• Consigne écrite 1:
Dans le récit d'auto-stop au Cambodge, pourquoi la somme maximale de 5 dollars est-elle annoncée au chauffeur dès la montée dans le pick-up ? Répondez en une ou deux phrases.
• Consigne écrite 2:
Donnez la suite du récit d'auto-stop au Cambodge en un paragraphe, à partir de sa dernière phrase.

• Extrait à lire:

------------------------------------------------------------------------

Sans
trop y croire, nous tendons le pouce au passage d'un gros pick-up Toyota occupé
par deux seules personnes.
- Où allez-vous? nous interroge le jeune chauffeur en anglais.
- A Phnom Penh...
- Allez-y, montez! nous invite-t-il en ouvrant la porte arrière de ce
gros véhicule climatisé.
Nous n'en revenons pas! Et pour dissiper tout malentendu futur, nous mettons
tout de suite les choses au point:
- Mais nous ne voulons pas payer plus de 5 dollars.
Consultant son passager, il répond aussitôt:
- Il n'y a pas de problème, montez!
Nous sommes aux anges! Et de l'enfer, nous passons au paradis... Quand nous
apprenons que ces deux jeunes cambodgiens d'une vingtaine d'années sont
missionnaires d'une nouvelle église américaine "Four square
Church", nous ne pouvons nous empêcher de rire.
Convertis il y a quelques années, John et Daniel supervisent maintenant
plusieurs régions où leur église a déjà construit
plusieurs lieux de culte. Sur la piste défoncée que nous parcourons,
nous discutons avec ces hommes sympathiques qui ont sincèrement le sentiment
de venir en aide à leur peuple. Dans un village où nous nous arrêtons,
nous visitons un édifice récemment construit par l'église.
Alors que les habitants vivent dans des conditions de misère, sans eau
courante ni électricité pour la plupart des habitations plus que
rudimentaires, l'église construite à l'entrée du village
tranche par son modernisme très occidental. Une manière sans nul
doute d'attirer de nouveaux clients...
Mais nos deux hommes ne sont pas, en apparence tout du moins, ne sont pas plus
obsédés que ça par la question. Pour eux, l'église
est surtout un moyen de venir en aide aux enfants, de leur apprendre à
lire, de pourvoir à leur éducation. Dans l'église que nous
visitons, une adorable gamine orpheline de 10 ans a même été
prise en charge par leur communauté religieuse qui ne cesse de grandir.

------------------------------------------------------------------------

• Données extraites:

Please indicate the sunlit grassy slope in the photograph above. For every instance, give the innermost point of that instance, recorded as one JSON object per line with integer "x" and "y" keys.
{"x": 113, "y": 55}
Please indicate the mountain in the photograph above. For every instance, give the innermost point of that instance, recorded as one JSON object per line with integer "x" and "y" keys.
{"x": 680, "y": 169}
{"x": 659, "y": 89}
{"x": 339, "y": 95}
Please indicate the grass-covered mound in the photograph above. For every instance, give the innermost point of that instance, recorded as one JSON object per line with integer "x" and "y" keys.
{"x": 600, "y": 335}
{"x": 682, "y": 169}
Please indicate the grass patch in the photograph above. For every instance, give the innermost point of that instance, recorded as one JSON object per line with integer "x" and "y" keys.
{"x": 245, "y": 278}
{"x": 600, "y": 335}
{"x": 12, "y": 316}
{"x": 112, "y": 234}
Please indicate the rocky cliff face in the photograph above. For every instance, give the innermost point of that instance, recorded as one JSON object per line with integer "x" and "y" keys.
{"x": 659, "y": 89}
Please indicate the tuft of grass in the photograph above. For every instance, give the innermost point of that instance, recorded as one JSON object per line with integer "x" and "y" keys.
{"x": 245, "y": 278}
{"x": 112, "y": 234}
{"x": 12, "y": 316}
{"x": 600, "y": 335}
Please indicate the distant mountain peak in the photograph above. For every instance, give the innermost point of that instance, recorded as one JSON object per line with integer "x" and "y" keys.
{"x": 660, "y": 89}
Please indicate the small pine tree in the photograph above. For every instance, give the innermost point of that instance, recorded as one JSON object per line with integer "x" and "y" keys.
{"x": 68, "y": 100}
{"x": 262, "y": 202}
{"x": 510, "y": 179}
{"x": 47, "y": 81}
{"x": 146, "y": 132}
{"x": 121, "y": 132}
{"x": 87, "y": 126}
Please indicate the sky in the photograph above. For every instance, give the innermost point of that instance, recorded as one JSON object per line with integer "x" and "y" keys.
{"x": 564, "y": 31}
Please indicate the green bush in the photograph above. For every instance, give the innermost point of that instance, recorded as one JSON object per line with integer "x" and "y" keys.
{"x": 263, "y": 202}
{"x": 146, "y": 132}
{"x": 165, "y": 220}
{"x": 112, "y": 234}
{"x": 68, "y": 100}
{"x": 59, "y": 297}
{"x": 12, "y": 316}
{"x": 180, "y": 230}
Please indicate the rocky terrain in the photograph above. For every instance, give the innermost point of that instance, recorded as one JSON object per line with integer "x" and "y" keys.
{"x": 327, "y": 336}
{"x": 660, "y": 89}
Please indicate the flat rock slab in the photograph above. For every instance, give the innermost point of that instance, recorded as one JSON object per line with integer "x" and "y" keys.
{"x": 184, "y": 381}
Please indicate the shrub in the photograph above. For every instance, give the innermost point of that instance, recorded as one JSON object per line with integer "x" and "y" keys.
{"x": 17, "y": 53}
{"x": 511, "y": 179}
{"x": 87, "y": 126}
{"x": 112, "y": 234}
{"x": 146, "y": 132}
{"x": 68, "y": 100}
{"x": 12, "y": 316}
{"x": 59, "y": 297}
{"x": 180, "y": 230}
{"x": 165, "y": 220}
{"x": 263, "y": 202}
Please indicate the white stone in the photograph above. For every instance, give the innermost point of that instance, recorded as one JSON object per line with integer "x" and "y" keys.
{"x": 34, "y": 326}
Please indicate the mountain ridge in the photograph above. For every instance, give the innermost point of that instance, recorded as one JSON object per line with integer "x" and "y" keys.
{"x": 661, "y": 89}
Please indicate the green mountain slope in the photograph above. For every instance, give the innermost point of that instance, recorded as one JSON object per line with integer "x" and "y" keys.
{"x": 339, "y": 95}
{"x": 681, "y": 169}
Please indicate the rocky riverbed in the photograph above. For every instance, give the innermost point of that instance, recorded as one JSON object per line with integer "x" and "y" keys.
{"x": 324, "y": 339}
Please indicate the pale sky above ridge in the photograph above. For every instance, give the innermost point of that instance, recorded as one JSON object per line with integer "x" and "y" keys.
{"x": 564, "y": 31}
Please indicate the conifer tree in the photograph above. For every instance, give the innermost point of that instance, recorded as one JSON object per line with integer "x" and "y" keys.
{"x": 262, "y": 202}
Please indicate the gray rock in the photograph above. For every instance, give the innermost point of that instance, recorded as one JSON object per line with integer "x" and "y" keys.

------------------------------------------------------------------------

• Résultat 1:
Cette somme est annoncée d'emblée pour dissiper tout malentendu futur, c'est-à-dire pour mettre les choses au point tout de suite.

• Résultat 2:
Partagés entre un sentiment plutôt positif et une certaine retenue,
nous ne savons vraiment pas quoi penser de tout ça. De cette nouvelle
église ' chrétienne' américaine qui a vu le jour il n'y
a que quelques années. Aussi, nous aurions envie de les féliciter
pour leur action charitable mais la plus grande prudence s'impose en pareille
situation. Les pires des sectes se présentent souvent sous leurs meilleurs
aspects pour séduire de nouvelles brebis...
De retour sur cette route mémorable, nous voyageons comme des rois à
l'intérieur de ce carrosse climatisé, à l'abri de la poussière.
Autour de nous, la campagne à perte de vue, avec ses rizières
qui attendent la pluie. Sur la route, des vélos et des mobylettes surchargées
nous étonnent toujours et encore. A cinq sur une mobylette, les familles
se déplacent. Des chargements que nous n'oserions transporter de voiture
trouvent ici leur place sur une mobylette! Ici maintenant, ce sont trois cochons
attachés sur le dos dans de surprenantes nasses de bambou qui font le
déplacement sur une petite Honda... pour le plus grand-nombre, le pick-up
s'avère indispensable. Témoin celui-ci à l'arrière
duquel nous comptons pas moins d'une vingtaine de porcs, emprisonnés
dans ce carcan tressé si particulier. Des images, nous en captons des
dizaines, plus étonnantes les unes que les autres. Nous retiendrons par
exemple cette surprenante manière de transporter de l'eau dans la partie
creuse des sections de bambou, fixés librement sur un balancier porté
sur l'épaule, faisant penser aux tuyaux d'un orgue portatif...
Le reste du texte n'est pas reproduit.